━━ Passage
No boundary examples
IH boundaries are limited to one’s thinking. Here are the examples I provided to Leirah to expand her view of IH:
• Pre-meeting question to Leirah – Sisters of Notre Dame Academy in Toledo and Sisters of St. Francis Academy in Toledo, faith-based schools similar to St. Ursula, signed the July, 2015, Ohio Family Values Compact2 that calls for a new law for Ohio, that if passed, will impact IH practice. See my faith-based column in September’s ISHN for more info. Question to Leirah: “Why did no one from SUA signed the compact?”
• U.S. Representative Marcy Kaptur, SUA graduate, was an original (June 2015) sponsor of H.R. 26543 that, if passed, will change IH practice at the federal level and influence IH practice for future Ohio law. I asked Leirah about her thoughts on these actions.
• Prior to SUA, Leirah attended another faith-based school in Toledo. Did she know why the school was closed in 2007 for eight months of “remodeling?” Everything in the K-12 school, including all the walls, were disposed of as “mercury contaminated waste.”4 I served as a CIH on the project. Perceptions of health and concerns for future liability may overrule current occupational and public health science.
━━━━
━━ Supplied data
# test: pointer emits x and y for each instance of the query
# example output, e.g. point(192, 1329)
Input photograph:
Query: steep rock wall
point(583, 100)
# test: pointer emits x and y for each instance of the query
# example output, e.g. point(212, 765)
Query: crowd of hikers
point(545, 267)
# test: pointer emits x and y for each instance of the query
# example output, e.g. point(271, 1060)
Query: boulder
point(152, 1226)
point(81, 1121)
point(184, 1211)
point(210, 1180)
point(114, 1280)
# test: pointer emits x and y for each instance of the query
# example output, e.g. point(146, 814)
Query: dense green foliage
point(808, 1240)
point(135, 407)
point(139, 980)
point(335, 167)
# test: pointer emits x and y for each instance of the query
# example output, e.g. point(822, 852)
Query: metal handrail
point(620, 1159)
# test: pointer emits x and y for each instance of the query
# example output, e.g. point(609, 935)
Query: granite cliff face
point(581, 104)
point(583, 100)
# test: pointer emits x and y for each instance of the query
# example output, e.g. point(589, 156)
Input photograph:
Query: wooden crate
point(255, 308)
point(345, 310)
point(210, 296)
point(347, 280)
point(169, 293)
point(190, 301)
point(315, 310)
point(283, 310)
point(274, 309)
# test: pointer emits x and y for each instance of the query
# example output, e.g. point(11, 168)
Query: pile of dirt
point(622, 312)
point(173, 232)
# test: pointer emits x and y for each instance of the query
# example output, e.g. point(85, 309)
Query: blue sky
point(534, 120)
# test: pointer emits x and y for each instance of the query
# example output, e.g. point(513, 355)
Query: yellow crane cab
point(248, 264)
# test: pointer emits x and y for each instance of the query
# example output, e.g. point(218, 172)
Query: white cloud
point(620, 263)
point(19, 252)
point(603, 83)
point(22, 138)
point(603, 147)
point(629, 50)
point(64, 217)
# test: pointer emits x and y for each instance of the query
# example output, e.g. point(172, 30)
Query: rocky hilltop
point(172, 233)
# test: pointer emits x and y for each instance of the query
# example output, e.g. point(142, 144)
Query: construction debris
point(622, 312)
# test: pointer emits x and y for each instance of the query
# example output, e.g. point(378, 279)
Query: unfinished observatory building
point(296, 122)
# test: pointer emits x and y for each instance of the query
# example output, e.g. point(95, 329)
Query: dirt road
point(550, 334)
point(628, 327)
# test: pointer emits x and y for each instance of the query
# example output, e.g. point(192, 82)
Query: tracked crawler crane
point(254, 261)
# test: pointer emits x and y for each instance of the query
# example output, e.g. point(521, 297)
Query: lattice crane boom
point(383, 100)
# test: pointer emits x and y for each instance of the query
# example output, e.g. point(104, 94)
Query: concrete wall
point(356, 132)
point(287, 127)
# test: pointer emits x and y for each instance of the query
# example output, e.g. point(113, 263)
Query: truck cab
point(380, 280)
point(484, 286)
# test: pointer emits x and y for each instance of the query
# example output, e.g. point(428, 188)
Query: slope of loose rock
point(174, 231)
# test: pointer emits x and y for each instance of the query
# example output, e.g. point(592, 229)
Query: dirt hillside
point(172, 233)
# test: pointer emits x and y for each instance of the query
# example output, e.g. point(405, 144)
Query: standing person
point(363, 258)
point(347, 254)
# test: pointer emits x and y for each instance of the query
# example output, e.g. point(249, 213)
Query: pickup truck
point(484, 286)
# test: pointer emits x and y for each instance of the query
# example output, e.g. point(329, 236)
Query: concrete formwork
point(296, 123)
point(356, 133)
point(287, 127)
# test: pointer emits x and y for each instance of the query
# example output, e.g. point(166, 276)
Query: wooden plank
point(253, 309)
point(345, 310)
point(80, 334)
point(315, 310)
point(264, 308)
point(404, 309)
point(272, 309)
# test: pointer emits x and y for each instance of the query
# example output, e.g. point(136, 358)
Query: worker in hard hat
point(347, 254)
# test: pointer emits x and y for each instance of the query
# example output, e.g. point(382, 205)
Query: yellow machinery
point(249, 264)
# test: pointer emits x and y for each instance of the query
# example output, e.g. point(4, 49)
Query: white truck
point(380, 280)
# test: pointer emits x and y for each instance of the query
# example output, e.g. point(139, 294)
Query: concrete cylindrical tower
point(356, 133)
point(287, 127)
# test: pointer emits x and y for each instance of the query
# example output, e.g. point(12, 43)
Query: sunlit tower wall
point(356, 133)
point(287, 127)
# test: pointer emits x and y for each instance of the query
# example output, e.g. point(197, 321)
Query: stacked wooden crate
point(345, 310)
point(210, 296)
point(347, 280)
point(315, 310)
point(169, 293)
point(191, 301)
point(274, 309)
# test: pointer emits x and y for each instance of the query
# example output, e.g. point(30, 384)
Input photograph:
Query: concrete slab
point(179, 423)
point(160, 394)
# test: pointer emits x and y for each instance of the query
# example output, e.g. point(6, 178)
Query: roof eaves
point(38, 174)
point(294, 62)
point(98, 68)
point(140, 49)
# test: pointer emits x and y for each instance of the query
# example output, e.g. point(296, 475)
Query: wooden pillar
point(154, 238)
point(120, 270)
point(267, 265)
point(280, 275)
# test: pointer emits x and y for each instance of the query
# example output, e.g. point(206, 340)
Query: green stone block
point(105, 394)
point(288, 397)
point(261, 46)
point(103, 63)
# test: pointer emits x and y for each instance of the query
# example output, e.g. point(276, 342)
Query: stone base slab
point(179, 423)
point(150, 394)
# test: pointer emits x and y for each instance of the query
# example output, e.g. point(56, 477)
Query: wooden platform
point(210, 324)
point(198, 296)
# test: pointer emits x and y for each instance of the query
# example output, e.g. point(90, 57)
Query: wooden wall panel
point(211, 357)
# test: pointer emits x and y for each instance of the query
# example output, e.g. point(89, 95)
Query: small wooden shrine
━━━━
• [Exercise directions]
Can you give the passage on IH boundaries again in full, word for word? These lines have nothing to do with the passage on IH boundaries.

• [Expected answer]
No boundary examples
IH boundaries are limited to one’s thinking. Here are the examples I provided to Leirah to expand her view of IH:
• Pre-meeting question to Leirah – Sisters of Notre Dame Academy in Toledo and Sisters of St. Francis Academy in Toledo, faith-based schools similar to St. Ursula, signed the July, 2015, Ohio Family Values Compact2 that calls for a new law for Ohio, that if passed, will impact IH practice. See my faith-based column in September’s ISHN for more info. Question to Leirah: “Why did no one from SUA signed the compact?”
• U.S. Representative Marcy Kaptur, SUA graduate, was an original (June 2015) sponsor of H.R. 26543 that, if passed, will change IH practice at the federal level and influence IH practice for future Ohio law. I asked Leirah about her thoughts on these actions.
• Prior to SUA, Leirah attended another faith-based school in Toledo. Did she know why the school was closed in 2007 for eight months of “remodeling?” Everything in the K-12 school, including all the walls, were disposed of as “mercury contaminated waste.”4 I served as a CIH on the project. Perceptions of health and concerns for future liability may overrule current occupational and public health science.